**DESCRIPTION OF THE TASK:** What is the number of lines below that contain the string "photo"? Give it and nothing else.

::: TASK INPUT

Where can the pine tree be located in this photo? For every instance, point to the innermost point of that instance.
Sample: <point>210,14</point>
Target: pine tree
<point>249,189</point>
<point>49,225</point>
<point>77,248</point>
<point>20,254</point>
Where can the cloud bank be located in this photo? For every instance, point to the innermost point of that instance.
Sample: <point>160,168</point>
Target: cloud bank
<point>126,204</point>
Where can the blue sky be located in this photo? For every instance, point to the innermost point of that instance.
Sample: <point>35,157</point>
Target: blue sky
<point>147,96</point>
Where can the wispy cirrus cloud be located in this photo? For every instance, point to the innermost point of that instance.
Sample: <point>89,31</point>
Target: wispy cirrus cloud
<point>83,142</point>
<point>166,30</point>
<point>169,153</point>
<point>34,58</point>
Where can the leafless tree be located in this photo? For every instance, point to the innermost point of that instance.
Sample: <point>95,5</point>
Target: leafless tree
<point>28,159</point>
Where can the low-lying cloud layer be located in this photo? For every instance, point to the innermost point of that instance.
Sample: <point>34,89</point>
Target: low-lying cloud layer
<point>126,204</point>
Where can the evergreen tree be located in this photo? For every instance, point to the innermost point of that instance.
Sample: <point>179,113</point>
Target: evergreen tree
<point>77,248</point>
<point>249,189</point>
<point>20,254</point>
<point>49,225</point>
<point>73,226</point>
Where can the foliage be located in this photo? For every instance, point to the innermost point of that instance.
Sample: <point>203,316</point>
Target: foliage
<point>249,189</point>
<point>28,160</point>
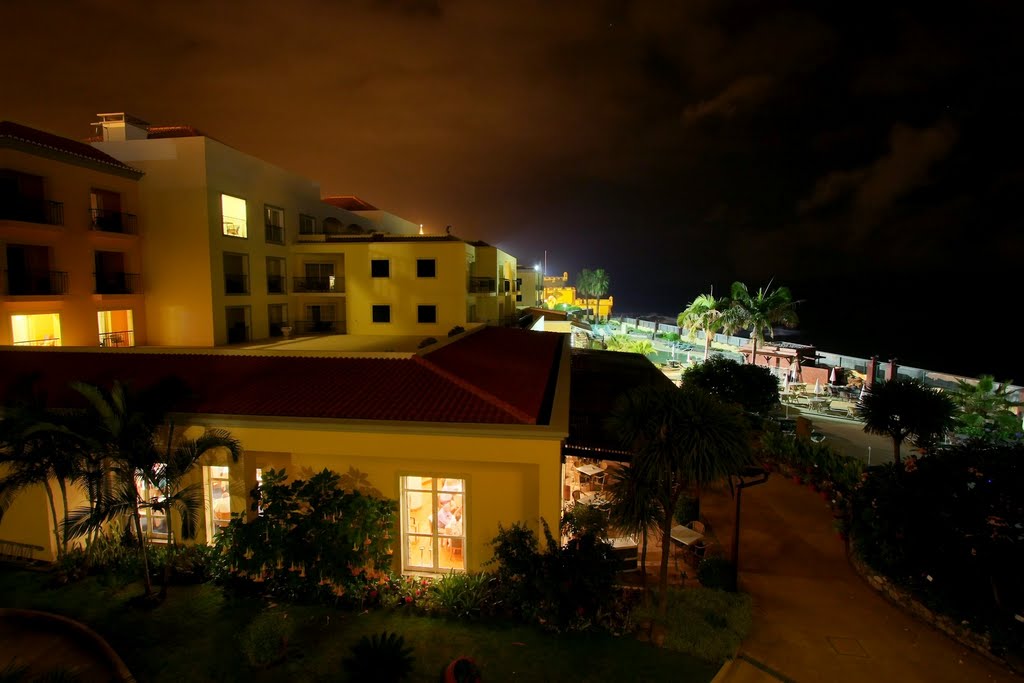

::::::

**WRITTEN REPLY:** 8